Exercise → Go through the records below and copy out every line that contains the word "distant".

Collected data
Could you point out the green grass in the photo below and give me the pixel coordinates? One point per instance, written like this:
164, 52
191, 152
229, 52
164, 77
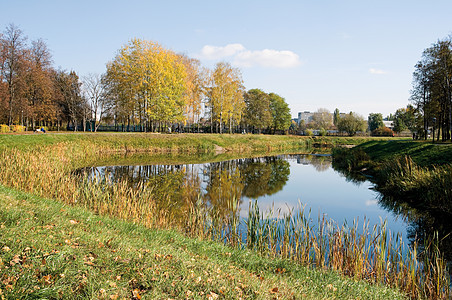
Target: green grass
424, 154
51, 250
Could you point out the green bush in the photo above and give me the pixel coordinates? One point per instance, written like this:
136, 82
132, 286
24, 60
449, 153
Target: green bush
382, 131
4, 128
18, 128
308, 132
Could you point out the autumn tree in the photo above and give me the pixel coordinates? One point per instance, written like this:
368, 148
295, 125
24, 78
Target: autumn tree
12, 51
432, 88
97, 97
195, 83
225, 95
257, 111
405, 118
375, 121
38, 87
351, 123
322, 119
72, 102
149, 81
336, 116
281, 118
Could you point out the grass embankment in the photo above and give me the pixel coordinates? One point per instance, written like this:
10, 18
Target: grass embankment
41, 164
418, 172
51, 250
==
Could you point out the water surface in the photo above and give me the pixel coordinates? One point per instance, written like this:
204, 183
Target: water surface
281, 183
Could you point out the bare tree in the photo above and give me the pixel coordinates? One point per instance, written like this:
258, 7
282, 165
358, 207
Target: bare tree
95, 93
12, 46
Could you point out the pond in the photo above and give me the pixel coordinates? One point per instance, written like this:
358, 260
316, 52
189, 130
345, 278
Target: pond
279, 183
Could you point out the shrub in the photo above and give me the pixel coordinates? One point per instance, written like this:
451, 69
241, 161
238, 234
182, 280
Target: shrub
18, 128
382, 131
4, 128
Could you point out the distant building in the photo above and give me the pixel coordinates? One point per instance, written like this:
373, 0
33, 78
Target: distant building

Exercise result →
Could you point out the distant building in the photo above and give me the pixel coordinates? One point per instance, written like this:
Target: distant building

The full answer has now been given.